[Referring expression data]
========================================================================
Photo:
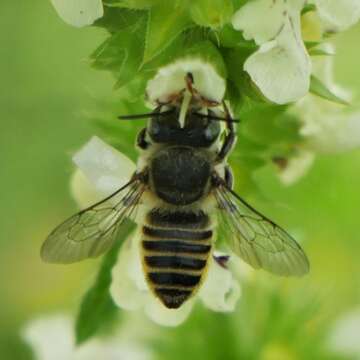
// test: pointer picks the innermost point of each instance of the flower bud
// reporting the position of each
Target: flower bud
(211, 13)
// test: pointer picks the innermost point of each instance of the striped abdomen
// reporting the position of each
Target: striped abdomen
(175, 249)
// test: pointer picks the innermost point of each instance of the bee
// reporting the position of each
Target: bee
(185, 184)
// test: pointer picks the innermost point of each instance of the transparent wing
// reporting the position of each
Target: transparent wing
(92, 231)
(256, 239)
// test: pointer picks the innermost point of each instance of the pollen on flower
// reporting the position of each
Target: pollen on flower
(170, 80)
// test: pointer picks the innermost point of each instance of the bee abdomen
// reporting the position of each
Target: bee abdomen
(176, 247)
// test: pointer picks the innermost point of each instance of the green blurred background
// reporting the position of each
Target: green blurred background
(47, 90)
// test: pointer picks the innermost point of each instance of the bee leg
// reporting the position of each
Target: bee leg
(229, 178)
(141, 139)
(222, 260)
(230, 138)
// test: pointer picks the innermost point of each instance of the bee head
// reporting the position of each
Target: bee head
(197, 130)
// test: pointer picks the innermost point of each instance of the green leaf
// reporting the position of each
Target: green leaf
(307, 8)
(311, 44)
(116, 19)
(228, 37)
(122, 53)
(165, 23)
(318, 88)
(320, 52)
(211, 13)
(97, 309)
(131, 4)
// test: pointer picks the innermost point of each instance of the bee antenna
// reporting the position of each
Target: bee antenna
(216, 118)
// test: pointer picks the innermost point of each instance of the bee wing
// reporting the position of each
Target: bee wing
(92, 231)
(256, 239)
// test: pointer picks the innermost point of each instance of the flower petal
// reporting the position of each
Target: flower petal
(170, 80)
(105, 167)
(83, 191)
(282, 68)
(220, 291)
(260, 20)
(128, 288)
(161, 315)
(50, 338)
(79, 12)
(340, 14)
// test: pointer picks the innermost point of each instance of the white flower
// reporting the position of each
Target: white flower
(338, 14)
(106, 169)
(130, 291)
(281, 68)
(344, 336)
(79, 12)
(170, 80)
(328, 127)
(52, 338)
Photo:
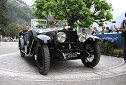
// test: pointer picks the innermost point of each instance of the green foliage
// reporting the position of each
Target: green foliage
(4, 19)
(19, 14)
(81, 12)
(12, 30)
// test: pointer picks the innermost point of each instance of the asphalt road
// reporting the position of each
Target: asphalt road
(15, 70)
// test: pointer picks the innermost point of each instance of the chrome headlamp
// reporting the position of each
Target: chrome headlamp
(61, 36)
(82, 37)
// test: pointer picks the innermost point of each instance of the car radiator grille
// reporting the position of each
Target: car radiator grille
(71, 36)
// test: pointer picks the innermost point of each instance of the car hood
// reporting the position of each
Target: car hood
(41, 30)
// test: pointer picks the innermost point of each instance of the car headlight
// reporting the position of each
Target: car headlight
(61, 36)
(82, 37)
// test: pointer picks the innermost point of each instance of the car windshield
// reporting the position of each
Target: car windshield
(44, 24)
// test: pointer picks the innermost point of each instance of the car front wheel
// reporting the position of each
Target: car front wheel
(42, 58)
(93, 50)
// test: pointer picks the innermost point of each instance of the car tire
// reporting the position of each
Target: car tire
(42, 58)
(22, 54)
(94, 49)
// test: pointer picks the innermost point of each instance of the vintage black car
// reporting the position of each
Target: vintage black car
(48, 44)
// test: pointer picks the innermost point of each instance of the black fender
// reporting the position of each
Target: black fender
(21, 43)
(44, 39)
(92, 38)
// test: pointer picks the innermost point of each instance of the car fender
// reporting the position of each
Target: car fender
(44, 39)
(93, 38)
(21, 43)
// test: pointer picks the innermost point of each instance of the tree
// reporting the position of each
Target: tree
(4, 19)
(12, 30)
(81, 12)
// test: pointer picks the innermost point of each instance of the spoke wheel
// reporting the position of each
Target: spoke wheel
(93, 49)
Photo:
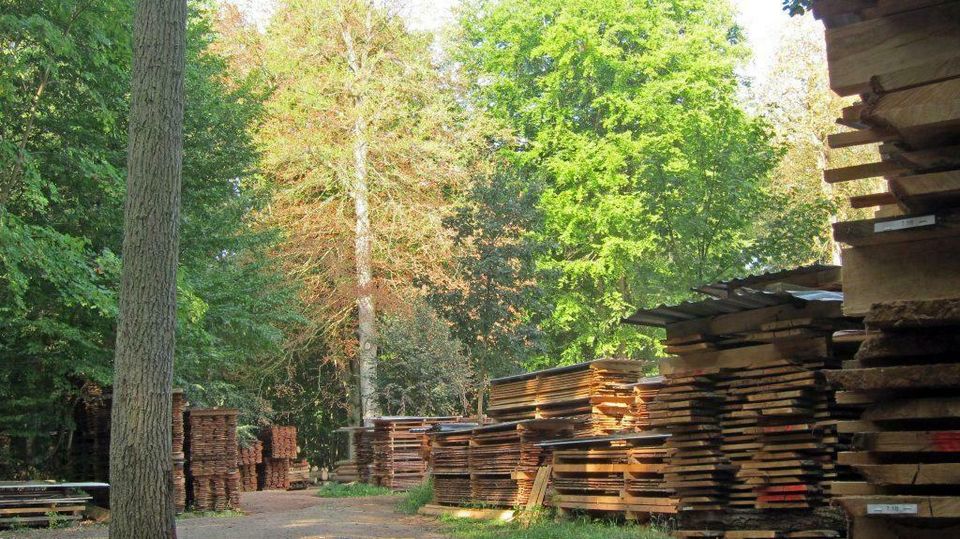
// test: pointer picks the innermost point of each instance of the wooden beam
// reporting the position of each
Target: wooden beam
(907, 377)
(858, 172)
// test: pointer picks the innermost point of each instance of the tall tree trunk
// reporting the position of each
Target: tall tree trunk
(141, 465)
(359, 191)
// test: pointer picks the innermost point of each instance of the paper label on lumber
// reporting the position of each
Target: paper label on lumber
(892, 509)
(903, 224)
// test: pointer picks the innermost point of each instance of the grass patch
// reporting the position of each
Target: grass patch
(351, 490)
(229, 513)
(548, 528)
(416, 498)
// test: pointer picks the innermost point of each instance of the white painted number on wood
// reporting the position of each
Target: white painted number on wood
(892, 509)
(902, 224)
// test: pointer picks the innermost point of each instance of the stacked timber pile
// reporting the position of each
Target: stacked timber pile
(279, 450)
(41, 503)
(595, 395)
(621, 473)
(644, 393)
(298, 476)
(903, 59)
(179, 457)
(397, 458)
(213, 480)
(356, 468)
(450, 462)
(505, 457)
(248, 459)
(907, 443)
(753, 424)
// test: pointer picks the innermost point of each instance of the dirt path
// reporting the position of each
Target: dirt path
(295, 514)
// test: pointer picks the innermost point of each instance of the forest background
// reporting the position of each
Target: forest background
(377, 222)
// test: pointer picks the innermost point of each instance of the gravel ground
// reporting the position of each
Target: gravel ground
(295, 514)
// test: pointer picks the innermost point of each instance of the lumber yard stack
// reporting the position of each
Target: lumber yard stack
(179, 457)
(902, 57)
(504, 459)
(248, 458)
(298, 475)
(356, 468)
(621, 473)
(44, 504)
(213, 479)
(594, 394)
(279, 449)
(644, 393)
(398, 462)
(752, 423)
(450, 462)
(907, 442)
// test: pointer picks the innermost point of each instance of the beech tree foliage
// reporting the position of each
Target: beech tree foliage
(653, 172)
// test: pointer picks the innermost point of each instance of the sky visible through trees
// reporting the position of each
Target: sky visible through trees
(560, 164)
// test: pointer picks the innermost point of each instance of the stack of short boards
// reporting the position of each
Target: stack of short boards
(504, 459)
(753, 423)
(213, 480)
(450, 462)
(179, 457)
(907, 442)
(902, 58)
(279, 449)
(398, 463)
(248, 458)
(621, 473)
(594, 395)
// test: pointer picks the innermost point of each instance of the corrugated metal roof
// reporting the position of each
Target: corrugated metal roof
========================================================================
Directions:
All lines with the word "metal" are needed; pull them from the entries and copy each.

Exercise output:
// test: pointer picks the innermost point of each instance of the corrugated metal roof
Target: corrugated metal roof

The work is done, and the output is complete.